▶ [STORED ROWS]:
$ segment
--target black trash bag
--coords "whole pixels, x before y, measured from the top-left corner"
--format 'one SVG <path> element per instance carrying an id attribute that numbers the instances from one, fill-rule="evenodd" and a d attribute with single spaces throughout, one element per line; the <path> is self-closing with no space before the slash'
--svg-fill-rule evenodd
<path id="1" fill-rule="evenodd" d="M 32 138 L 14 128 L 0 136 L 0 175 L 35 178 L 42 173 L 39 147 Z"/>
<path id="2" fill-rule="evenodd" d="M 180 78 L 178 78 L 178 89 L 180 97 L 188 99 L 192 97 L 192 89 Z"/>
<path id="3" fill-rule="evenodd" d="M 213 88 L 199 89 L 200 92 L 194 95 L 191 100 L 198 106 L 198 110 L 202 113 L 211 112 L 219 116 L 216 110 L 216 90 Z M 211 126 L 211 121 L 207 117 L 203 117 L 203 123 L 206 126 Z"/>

▶ [SET PROBLEM]:
Reproduce all of the records above with "black trash bag" renamed to "black garbage bag", leaving every other character unchanged.

▶ [EXERCISE RESPONSE]:
$ segment
--target black garbage bag
--coords "whole pixels, x before y, measured from the top-left corner"
--format 'one SVG <path> element per instance carrying an id attribute that numbers the instances from one, fill-rule="evenodd" and a d attribute with single spaces throughout, one element per line; the <path> is self-closing with no space before the slash'
--svg-fill-rule evenodd
<path id="1" fill-rule="evenodd" d="M 32 138 L 14 128 L 0 136 L 0 175 L 35 178 L 42 173 L 39 147 Z"/>
<path id="2" fill-rule="evenodd" d="M 180 78 L 178 78 L 178 89 L 180 97 L 188 99 L 192 97 L 192 89 Z"/>
<path id="3" fill-rule="evenodd" d="M 213 88 L 199 89 L 200 92 L 194 95 L 191 100 L 198 106 L 198 110 L 202 113 L 211 112 L 219 116 L 216 110 L 216 90 Z M 211 126 L 211 121 L 207 117 L 203 117 L 203 123 L 206 126 Z"/>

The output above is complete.